EXERCISE DESCRIPTION -
Write the data below out again, unchanged.

:::::

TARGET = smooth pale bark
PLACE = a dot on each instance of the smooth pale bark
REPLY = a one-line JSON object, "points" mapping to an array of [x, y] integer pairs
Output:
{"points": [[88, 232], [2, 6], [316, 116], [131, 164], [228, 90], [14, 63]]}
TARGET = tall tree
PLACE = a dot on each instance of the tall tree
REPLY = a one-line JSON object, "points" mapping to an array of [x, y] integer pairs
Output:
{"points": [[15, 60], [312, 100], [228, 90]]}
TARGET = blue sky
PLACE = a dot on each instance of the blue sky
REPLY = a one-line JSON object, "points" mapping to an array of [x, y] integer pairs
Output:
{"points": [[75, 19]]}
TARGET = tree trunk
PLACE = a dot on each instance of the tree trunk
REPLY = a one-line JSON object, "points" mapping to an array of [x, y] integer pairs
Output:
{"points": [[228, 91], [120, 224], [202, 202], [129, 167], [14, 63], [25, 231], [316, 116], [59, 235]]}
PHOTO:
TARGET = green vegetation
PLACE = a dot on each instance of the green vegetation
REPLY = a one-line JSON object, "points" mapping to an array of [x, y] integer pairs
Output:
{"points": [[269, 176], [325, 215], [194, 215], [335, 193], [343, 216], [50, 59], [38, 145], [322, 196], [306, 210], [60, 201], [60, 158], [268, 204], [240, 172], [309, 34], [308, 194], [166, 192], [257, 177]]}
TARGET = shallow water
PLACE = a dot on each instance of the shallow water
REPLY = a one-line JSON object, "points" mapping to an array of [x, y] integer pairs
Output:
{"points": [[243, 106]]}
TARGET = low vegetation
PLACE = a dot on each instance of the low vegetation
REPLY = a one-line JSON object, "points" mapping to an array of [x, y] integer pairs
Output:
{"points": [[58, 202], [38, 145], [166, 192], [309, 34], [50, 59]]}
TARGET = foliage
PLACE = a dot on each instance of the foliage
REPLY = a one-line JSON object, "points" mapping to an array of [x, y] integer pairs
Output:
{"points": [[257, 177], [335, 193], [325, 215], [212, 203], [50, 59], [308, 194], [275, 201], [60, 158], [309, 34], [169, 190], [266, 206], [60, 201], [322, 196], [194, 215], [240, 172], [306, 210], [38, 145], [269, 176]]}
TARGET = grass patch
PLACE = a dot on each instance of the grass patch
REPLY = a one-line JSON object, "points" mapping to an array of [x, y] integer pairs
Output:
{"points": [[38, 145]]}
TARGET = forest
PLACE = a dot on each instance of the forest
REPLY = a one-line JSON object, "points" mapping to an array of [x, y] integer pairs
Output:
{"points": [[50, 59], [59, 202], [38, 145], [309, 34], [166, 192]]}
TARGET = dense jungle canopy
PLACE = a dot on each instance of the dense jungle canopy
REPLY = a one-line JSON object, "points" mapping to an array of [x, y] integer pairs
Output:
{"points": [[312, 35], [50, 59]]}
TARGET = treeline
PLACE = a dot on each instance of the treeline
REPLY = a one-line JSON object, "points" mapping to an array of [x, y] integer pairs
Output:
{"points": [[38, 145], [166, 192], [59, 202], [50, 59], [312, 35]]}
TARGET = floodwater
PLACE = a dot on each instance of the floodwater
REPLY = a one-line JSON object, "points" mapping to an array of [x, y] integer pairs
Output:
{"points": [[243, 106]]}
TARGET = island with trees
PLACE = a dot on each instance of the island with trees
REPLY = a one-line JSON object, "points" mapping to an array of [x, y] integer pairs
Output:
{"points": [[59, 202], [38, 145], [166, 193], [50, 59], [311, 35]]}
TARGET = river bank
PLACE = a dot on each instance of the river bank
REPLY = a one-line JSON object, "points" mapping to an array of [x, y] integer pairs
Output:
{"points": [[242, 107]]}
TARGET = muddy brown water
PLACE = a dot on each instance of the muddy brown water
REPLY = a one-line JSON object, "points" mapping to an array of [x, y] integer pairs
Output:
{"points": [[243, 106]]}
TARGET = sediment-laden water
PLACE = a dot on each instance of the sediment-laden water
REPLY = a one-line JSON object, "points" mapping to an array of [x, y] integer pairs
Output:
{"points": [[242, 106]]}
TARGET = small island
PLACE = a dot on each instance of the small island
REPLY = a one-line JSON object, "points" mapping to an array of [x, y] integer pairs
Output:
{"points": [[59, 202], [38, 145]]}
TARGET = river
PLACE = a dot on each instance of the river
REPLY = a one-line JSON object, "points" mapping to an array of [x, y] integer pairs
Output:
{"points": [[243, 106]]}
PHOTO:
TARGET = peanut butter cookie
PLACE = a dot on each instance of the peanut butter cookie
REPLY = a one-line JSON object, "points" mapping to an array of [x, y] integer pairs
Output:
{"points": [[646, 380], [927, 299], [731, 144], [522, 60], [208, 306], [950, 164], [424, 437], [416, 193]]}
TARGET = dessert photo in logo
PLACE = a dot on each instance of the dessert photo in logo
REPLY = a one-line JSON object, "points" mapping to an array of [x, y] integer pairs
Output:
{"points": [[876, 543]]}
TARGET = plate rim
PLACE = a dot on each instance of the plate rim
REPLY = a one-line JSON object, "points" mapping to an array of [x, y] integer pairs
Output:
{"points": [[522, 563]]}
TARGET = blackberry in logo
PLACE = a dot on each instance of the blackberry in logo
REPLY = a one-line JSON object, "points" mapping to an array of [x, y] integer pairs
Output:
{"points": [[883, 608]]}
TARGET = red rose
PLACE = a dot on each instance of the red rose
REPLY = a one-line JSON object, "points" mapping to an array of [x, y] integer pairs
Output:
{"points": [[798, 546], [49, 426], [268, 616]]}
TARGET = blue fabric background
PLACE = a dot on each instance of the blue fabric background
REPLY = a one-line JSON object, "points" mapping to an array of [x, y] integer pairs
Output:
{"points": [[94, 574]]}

:::::

RESPONSE AREA -
TARGET = smooth pale bark
PLACE = a dot on each instance of the smooth pale bark
REPLY = a one-line JSON object, "points" mapping to an array of [x, y] integer pairs
Output:
{"points": [[88, 232], [2, 6], [316, 116], [131, 164], [228, 90], [14, 63]]}
TARGET = tall tree
PLACE = a dot on each instance of the tall tree
REPLY = a one-line JSON object, "points" mapping to an array of [x, y] integer pairs
Output:
{"points": [[15, 60], [312, 100], [228, 90]]}
TARGET = blue sky
PLACE = a dot on each instance of the blue sky
REPLY = a one-line JSON object, "points" mapping to an array of [x, y] integer pairs
Output:
{"points": [[75, 19]]}
TARGET = tree trunk
PLACE = a dot on each instance of the tree trunk
REPLY = a one-line JSON object, "points" mapping to an array of [x, y] integer pairs
Output:
{"points": [[228, 91], [120, 224], [202, 202], [129, 167], [14, 63], [25, 231], [316, 116], [59, 235]]}
PHOTO:
TARGET = green vegetation
PLACE = a dot on each instance of the green vegetation
REPLY = a one-line JSON object, "points" mapping to an array of [x, y] integer pairs
Output:
{"points": [[269, 176], [325, 215], [194, 215], [335, 193], [343, 216], [50, 59], [38, 145], [322, 196], [306, 210], [60, 201], [60, 158], [268, 204], [240, 172], [309, 34], [308, 194], [166, 192], [257, 177]]}
TARGET = shallow water
PLACE = a dot on each instance of the shallow water
REPLY = a one-line JSON object, "points" mapping to an array of [x, y] integer pairs
Output:
{"points": [[243, 106]]}
TARGET = low vegetation
PLACE = a dot on each instance of the low vegetation
REPLY = a one-line JSON object, "points" mapping to an array of [x, y] integer pairs
Output:
{"points": [[58, 202], [38, 145], [166, 192], [309, 34], [50, 59]]}
TARGET = foliage
PLACE = a dot on each instance of the foliage
REPLY = a one-line JSON object, "points" mapping to an array of [x, y] integer pairs
Output:
{"points": [[257, 177], [335, 193], [325, 215], [212, 203], [50, 59], [308, 194], [275, 201], [60, 158], [309, 34], [169, 190], [266, 206], [60, 201], [322, 196], [194, 215], [240, 172], [306, 210], [38, 145], [269, 176]]}
TARGET = grass patch
PLACE = a dot on each instance of the grass patch
REPLY = a one-line JSON object, "points" mapping to an array of [x, y] integer pairs
Output:
{"points": [[38, 145]]}
TARGET = forest
PLACE = a dot on each instance of the forest
REPLY = a one-line JSON object, "points" mapping to an array of [x, y] integer pairs
Output:
{"points": [[50, 59], [59, 202], [38, 145], [309, 34], [166, 192]]}
TARGET = dense jungle canopy
PLACE = a dot on each instance of the dense jungle canopy
REPLY = a one-line JSON object, "points" mapping to an array of [x, y] integer pairs
Output:
{"points": [[312, 35], [50, 59]]}
TARGET = treeline
PLACE = a dot on each instance of the treeline
REPLY = a one-line JSON object, "points" mapping to an array of [x, y] integer pairs
Output:
{"points": [[38, 145], [166, 192], [59, 202], [50, 59], [312, 35]]}
TARGET = floodwater
PLACE = a dot on each instance of the floodwater
REPLY = a one-line JSON object, "points" mapping to an array of [x, y] integer pairs
Output:
{"points": [[243, 106]]}
TARGET = island with trees
PLACE = a dot on each instance of the island with trees
REPLY = a one-line JSON object, "points" mapping to an array of [x, y] integer pairs
Output:
{"points": [[59, 202], [38, 145], [166, 193], [50, 59], [311, 35]]}
TARGET = river bank
PLACE = a dot on each instance of the river bank
REPLY = a one-line JSON object, "points" mapping to an array of [x, y] integer pairs
Output:
{"points": [[242, 107]]}
TARGET = muddy brown water
PLACE = a dot on each instance of the muddy brown water
REPLY = a one-line JSON object, "points" mapping to an array of [x, y] integer pairs
Output:
{"points": [[243, 106]]}
TARGET = sediment-laden water
PLACE = a dot on each instance of the sediment-laden water
REPLY = a one-line JSON object, "points" mapping to an array of [x, y] integer pairs
Output:
{"points": [[242, 106]]}
TARGET = small island
PLACE = a dot on each instance of the small island
REPLY = a one-line JSON object, "points" mapping to an array of [x, y] integer pairs
Output:
{"points": [[59, 202], [38, 145]]}
TARGET = river
PLACE = a dot on each instance of the river
REPLY = a one-line JSON object, "points" mapping to an array of [x, y] integer pairs
Output:
{"points": [[243, 106]]}
PHOTO:
TARGET = peanut butter cookie
PLACE = a dot on each instance of the peanut butter cookie
REPLY = a one-line JSON object, "points" mapping to an array of [x, y] integer pairs
Output:
{"points": [[646, 380], [927, 299], [731, 144], [522, 60], [208, 306], [950, 164], [424, 437], [416, 193]]}
TARGET = dessert photo in logo
PLACE = a dot on each instance of the dessert photo in logo
REPLY = a one-line JSON object, "points" mapping to an array of [x, y] integer pairs
Output:
{"points": [[876, 543]]}
TARGET = plate rim
PLACE = a dot on each instance of the plate rim
REPLY = a one-line JSON object, "points" mapping to an array of [x, y] integer pairs
Output:
{"points": [[522, 563]]}
TARGET = blackberry in logo
PLACE = a dot on each instance of the blackberry in logo
REPLY = a one-line JSON object, "points" mapping to an array of [x, y] integer pairs
Output:
{"points": [[883, 608]]}
TARGET = red rose
PLACE = a dot on each instance of the red rose
REPLY = a one-line JSON object, "points" mapping to an array of [x, y] integer pairs
Output:
{"points": [[798, 546], [49, 426], [268, 616]]}
TARGET = blue fabric background
PLACE = a dot on each instance of the blue fabric background
REPLY = a one-line JSON object, "points" mapping to an array of [x, y] integer pairs
Output:
{"points": [[94, 574]]}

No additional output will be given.